* Required actions *
A: In the forum thread on CBT arrays and crosstalk cancellation, what median diameter of a human head is given?
B: Rename "floor air vent" to "floor heating register" in the listing, from the line with "Target: floor air vent" up to and including the last line of the listing, and give those lines with everything else unchanged.

* Text section *
CBT with Crosstalk Cancellation?

I've been looking for an excuse to build a CBT for nearly a decade now. The thing that always stops me from "pulling the trigger" is that the high frequency performance of arrays is not great. It's a really difficult problem to solve that, because it's not as simple as adding a tweeter to an array, if you're going to add a tweeter, it will likely require dozens or even hundreds of tweeters to get the beamwidth of the midrange array to match the beamwidth of the high frequency array.

Another technology that I've had good results from is Crosstalk Cancellation. I've tried a bunch of different recipes to do that, everything from Polk SDA style arrays from the 80s, Crosstalk Cancellation via DSP using MiniAmbio and various Windows plugins. Opsodis is another oddball Crosstalk Cancellation scheme that never really went anywhere.

I was pondering these two topics, and it occurred to me that the two may be compatible. IE, CBT arrays have some issues, and Crosstalk Cancellation ALSO has a ton of issues. But the combination of the two may be synergistic.
 
  • Like
Reactions: 2 users
Opsodis is a peculiar technology. I personally stumbled across after reading a VERY obscure graduate thesis, related to car audio, about fifteen years back.

At the bottom of this post, I'll include links to the Opsodis papers. But first, let me take a stab at describing why Opsodis works:

Our perception of where sounds are coming from is based on amplitude and phase. At high frequencies, amplitude is the most important. At low frequencies, phase is the most important. At midrange frequencies, both phase AND amplitude are important.

One way of assessing this, is when you fiddle with the "balance" control for two speakers. What you'll notice is that the "balance" control does a fairly good job of 'steering' sound to one side of the room but only at high frequencies. This is because the "balance" control changes the amplitude, but it doesn't impact phase at all.

Another way of assessing this phenomenon, is if you have a DSP. Anyone who's messed around with DSP in their car can attest to this; manipulating the delay in a set of stereo speakers in your car allows you to 'move' the center of the soundstage dramatically. Maybe I'm just sensitive to phase, but I find that a delay of even a fraction of a millisecond makes an audible difference in the soundstage.

In a nutshell, if you have a DSP in your car, you can move the center of the soundstage at will, manipulating the delay 'shifts' the entire stage to the right or to the left (depending on whether you're adding or subtracting delay.)

to be continued...
 
  • Like
Reactions: 1 user
OK, so at this point in the discussion, I've proposed that:

1) our perception of high frequency location is determined by amplitude
2) our perception of low frequency location is determined by phase
3) in the midrange, it's both

By the way, if anyone's curious, there's an actual anatomical reason for this. Basically, the median diameter of a human head is 14.4cm. 2327Hz is 14.4cm long. Because all frequencies above 2327Hz are shorter than the diameter of our heads, we can't perceive their phase easily. Because all frequencies below 2327Hz are longer than the diameter of our heads, we can perceive their phase easily.

This means that at high frequencies, amplitude differences are everything. At 5 khz, a 3dB difference in the left and right speaker will be incredibly apparent.

This means that at low frequencies, phase differences are everything. At 500 hz, a 90 degree difference (34cm / 6.7") in the left and right speaker will be somewhat apparent.

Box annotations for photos

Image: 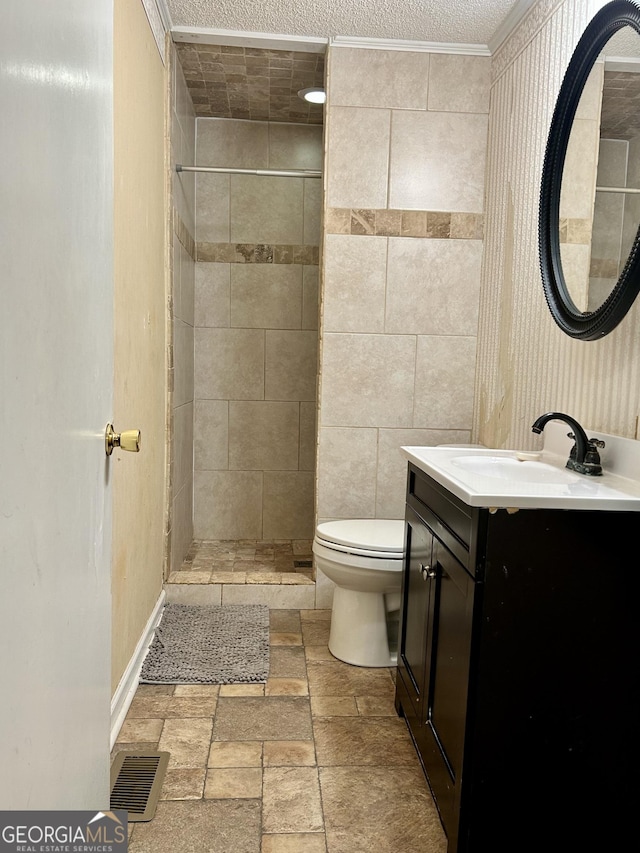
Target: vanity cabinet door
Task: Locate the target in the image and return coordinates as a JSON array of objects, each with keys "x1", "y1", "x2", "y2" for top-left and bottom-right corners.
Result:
[
  {"x1": 423, "y1": 540, "x2": 475, "y2": 849},
  {"x1": 398, "y1": 507, "x2": 434, "y2": 736}
]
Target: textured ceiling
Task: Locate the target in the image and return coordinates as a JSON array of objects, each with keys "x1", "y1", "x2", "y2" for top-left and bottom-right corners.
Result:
[
  {"x1": 172, "y1": 0, "x2": 528, "y2": 124},
  {"x1": 165, "y1": 0, "x2": 526, "y2": 44}
]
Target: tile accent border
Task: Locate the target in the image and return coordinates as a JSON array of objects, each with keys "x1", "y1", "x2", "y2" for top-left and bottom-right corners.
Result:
[
  {"x1": 325, "y1": 207, "x2": 484, "y2": 240},
  {"x1": 195, "y1": 243, "x2": 320, "y2": 266}
]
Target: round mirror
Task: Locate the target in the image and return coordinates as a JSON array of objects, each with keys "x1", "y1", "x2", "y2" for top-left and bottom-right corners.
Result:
[{"x1": 539, "y1": 0, "x2": 640, "y2": 340}]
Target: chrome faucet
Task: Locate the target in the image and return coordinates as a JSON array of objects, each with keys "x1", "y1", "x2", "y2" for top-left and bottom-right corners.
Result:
[{"x1": 531, "y1": 412, "x2": 604, "y2": 477}]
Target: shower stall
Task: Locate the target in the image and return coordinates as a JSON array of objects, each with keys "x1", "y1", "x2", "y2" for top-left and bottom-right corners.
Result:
[{"x1": 170, "y1": 110, "x2": 322, "y2": 570}]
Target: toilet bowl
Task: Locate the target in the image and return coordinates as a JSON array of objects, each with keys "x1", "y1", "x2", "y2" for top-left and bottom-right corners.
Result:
[{"x1": 312, "y1": 518, "x2": 404, "y2": 667}]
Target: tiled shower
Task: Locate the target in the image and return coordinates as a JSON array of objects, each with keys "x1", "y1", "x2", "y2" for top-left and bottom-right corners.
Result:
[
  {"x1": 169, "y1": 46, "x2": 322, "y2": 570},
  {"x1": 194, "y1": 118, "x2": 322, "y2": 539}
]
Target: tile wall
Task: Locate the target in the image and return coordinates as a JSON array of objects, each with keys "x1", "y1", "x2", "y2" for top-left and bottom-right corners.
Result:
[
  {"x1": 165, "y1": 48, "x2": 196, "y2": 577},
  {"x1": 194, "y1": 118, "x2": 322, "y2": 539},
  {"x1": 317, "y1": 47, "x2": 490, "y2": 532}
]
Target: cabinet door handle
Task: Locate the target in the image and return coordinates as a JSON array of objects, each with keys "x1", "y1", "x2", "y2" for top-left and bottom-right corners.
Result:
[{"x1": 420, "y1": 563, "x2": 436, "y2": 581}]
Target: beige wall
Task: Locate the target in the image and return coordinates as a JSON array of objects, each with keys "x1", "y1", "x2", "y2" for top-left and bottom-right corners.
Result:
[
  {"x1": 113, "y1": 0, "x2": 166, "y2": 690},
  {"x1": 316, "y1": 48, "x2": 490, "y2": 521},
  {"x1": 165, "y1": 48, "x2": 196, "y2": 577},
  {"x1": 194, "y1": 118, "x2": 322, "y2": 539},
  {"x1": 474, "y1": 0, "x2": 640, "y2": 448}
]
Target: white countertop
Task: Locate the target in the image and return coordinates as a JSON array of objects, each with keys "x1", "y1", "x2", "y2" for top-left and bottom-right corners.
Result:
[{"x1": 402, "y1": 421, "x2": 640, "y2": 512}]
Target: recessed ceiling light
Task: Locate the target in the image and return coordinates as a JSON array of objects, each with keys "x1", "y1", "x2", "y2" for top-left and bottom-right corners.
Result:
[{"x1": 298, "y1": 86, "x2": 327, "y2": 104}]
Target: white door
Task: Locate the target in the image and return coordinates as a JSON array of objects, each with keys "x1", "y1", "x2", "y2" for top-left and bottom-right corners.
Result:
[{"x1": 0, "y1": 0, "x2": 117, "y2": 810}]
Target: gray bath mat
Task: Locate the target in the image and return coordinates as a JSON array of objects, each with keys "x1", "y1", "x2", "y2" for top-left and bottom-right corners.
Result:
[{"x1": 140, "y1": 604, "x2": 269, "y2": 684}]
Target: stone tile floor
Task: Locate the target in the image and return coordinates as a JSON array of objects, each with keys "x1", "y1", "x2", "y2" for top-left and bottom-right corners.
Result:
[
  {"x1": 168, "y1": 539, "x2": 313, "y2": 584},
  {"x1": 113, "y1": 610, "x2": 446, "y2": 853}
]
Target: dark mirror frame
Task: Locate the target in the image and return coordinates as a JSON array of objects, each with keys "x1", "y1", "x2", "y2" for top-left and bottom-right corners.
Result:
[{"x1": 538, "y1": 0, "x2": 640, "y2": 341}]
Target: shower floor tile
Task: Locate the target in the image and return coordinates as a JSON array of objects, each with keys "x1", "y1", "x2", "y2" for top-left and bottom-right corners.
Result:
[{"x1": 168, "y1": 539, "x2": 313, "y2": 585}]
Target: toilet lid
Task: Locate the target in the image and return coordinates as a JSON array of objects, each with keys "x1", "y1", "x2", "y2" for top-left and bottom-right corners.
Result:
[{"x1": 316, "y1": 518, "x2": 404, "y2": 559}]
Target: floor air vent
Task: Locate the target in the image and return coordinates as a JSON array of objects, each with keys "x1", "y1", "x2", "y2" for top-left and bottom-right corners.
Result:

* Expected responses *
A: 14.4cm

B:
Target: floor heating register
Task: Locate the target in the image and return coordinates as a JSON array of objects, each with keys "x1", "y1", "x2", "y2" for top-left and bottom-right corners.
Result:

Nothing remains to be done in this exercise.